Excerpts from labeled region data
--- BEGIN ---

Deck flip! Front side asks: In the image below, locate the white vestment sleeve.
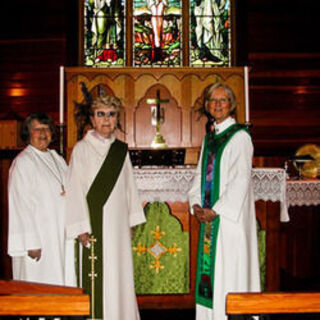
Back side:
[8,158,42,257]
[188,144,203,214]
[212,131,253,222]
[124,153,146,227]
[66,145,91,239]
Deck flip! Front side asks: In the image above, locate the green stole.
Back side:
[82,139,128,319]
[195,123,246,309]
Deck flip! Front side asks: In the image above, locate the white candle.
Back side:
[59,66,64,124]
[244,66,250,123]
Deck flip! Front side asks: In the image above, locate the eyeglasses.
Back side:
[31,128,51,133]
[208,98,230,104]
[95,111,117,118]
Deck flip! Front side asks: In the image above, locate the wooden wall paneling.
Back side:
[255,200,280,291]
[0,154,18,279]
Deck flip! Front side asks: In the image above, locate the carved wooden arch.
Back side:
[134,84,182,148]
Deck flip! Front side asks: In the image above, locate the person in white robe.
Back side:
[189,83,260,320]
[8,113,75,286]
[67,96,145,320]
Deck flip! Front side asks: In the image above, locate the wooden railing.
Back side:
[226,292,320,319]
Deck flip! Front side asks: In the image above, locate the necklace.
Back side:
[31,149,66,196]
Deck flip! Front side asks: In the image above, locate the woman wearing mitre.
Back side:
[67,96,145,320]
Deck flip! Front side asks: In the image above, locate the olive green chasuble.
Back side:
[82,140,128,319]
[195,124,245,309]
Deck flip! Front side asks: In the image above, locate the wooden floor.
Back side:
[140,309,195,320]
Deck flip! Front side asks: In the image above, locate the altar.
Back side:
[133,166,289,309]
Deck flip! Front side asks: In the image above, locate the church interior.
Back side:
[0,0,320,320]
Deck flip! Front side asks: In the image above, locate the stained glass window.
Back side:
[84,0,125,67]
[190,0,231,67]
[133,0,182,67]
[82,0,235,67]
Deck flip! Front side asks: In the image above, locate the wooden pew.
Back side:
[0,280,90,319]
[226,292,320,319]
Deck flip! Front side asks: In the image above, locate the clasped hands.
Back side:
[192,204,217,222]
[78,232,89,247]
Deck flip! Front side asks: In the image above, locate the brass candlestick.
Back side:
[88,235,97,320]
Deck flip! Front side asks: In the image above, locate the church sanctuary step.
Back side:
[226,292,320,320]
[140,309,195,320]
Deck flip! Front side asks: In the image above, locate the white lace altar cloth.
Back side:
[134,167,289,222]
[287,180,320,206]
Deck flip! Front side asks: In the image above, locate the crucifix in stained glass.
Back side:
[133,0,182,67]
[84,0,125,67]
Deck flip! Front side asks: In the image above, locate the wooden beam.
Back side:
[226,292,320,315]
[0,295,90,316]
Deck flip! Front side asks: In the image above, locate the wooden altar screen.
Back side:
[65,67,245,151]
[65,67,250,309]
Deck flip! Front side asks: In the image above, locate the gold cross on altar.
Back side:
[147,90,169,149]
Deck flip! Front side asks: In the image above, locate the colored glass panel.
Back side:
[133,0,182,67]
[190,0,231,67]
[84,0,125,67]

--- END ---

▶ _Given problem_
Please rewrite all the records above with every "wooden" swapped for "timber" and nothing else altered, omitting the pictures.

▶ _Full output_
Deck flip! Front side asks: In the image below, locate the white vestment sleeve.
Back side:
[8,158,42,257]
[188,144,203,214]
[212,131,253,222]
[124,153,146,227]
[66,145,91,239]
Deck flip! Front side asks: In the image above, locate the green stole.
Back side:
[82,139,128,319]
[195,123,246,309]
Deck flip! Front side asks: In the image above, locate the white candle.
Back side:
[59,66,64,124]
[244,66,250,123]
Deck flip! Front side asks: In the image above, locate the eyeglasses.
Back side:
[31,128,51,133]
[208,98,230,104]
[95,111,117,118]
Deck flip! Front side asks: In the image above, locate the timber wall paneling.
Back side:
[255,200,280,291]
[0,154,18,279]
Deck flip! Front side asks: In the image above, locate the carved timber arch.
Back side:
[134,84,182,148]
Deck flip! Front side asks: In the image above, locate the person in white robe.
Back side:
[189,83,260,320]
[8,113,75,286]
[67,96,145,320]
Deck flip! Front side asks: In the image above, locate the timber railing.
Back side:
[226,292,320,319]
Deck flip! Front side asks: In the image above, locate the necklace.
Back side:
[31,149,66,196]
Deck flip! Front side asks: In the image above, locate the woman wearing mitre.
Back side:
[67,96,145,320]
Deck flip! Front side asks: In the image above, locate the olive green chasuble.
Back side:
[82,140,128,319]
[195,124,245,309]
Deck flip! Front side asks: In the image above, locate the timber floor.
Back side:
[140,309,195,320]
Deck flip! Front side asks: In the image above, locate the altar.
Back side:
[133,166,289,309]
Deck flip! Front side asks: In the image above, locate the church interior.
Back side:
[0,0,320,320]
Deck flip! Front side asks: In the image above, locate the stained glass window.
Back side:
[84,0,125,67]
[190,0,231,67]
[133,0,182,67]
[82,0,235,67]
Deck flip! Front side asks: In the image above, locate the timber pew.
Back side:
[0,280,90,319]
[226,292,320,319]
Deck flip! Front side asks: In the image above, locate the clasped hands.
Back side:
[192,204,217,222]
[78,232,89,247]
Deck flip! Front side asks: In the image above, locate the brass candlestick.
Back side:
[88,235,97,320]
Deck flip! Front side asks: In the image above, locate the church sanctuary step.
Back side:
[226,292,320,320]
[140,309,195,320]
Deck flip! Front side asks: In the image above, locate the white lace altar cloth.
Back side:
[134,167,289,222]
[287,180,320,206]
Deck flip! Front side asks: In the image above, locate the crucifix in stained glass.
Back side:
[133,0,182,67]
[84,0,125,67]
Deck flip! Front side asks: In the image above, locate the timber beam.
Back side:
[226,292,320,315]
[0,295,90,316]
Deck flip! Front side asks: In the image above, locate the timber altar screen.
Back side:
[65,67,245,151]
[65,67,250,309]
Deck flip! Front side asks: In the image above, locate the gold cross on altar.
Back side:
[147,90,169,149]
Deck flip! Front side asks: In the image above, locate the colored glass panel.
Back side:
[133,0,182,67]
[190,0,231,67]
[84,0,125,67]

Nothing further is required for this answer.